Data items
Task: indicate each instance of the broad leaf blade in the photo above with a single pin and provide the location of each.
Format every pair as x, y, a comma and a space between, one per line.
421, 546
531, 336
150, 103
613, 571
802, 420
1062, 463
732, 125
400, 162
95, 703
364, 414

§ **What the exercise asks**
Render every line of the listing above as a Markdown table with two columns, Row and Line. Give each line its own numbered row and skip blank lines.

§ **Output of the task**
| Row | Line |
|---|---|
| 1 | Task: indicate each instance of the broad leaf blade in the photo above with a single pin and provide the location of each. |
| 2 | Format every pair as x, y, a comma and a space between, one per line. |
| 3 | 421, 546 |
| 4 | 531, 336 |
| 5 | 150, 103 |
| 6 | 613, 571 |
| 7 | 802, 420 |
| 8 | 1062, 463 |
| 9 | 732, 125 |
| 10 | 400, 162 |
| 11 | 95, 703 |
| 12 | 364, 414 |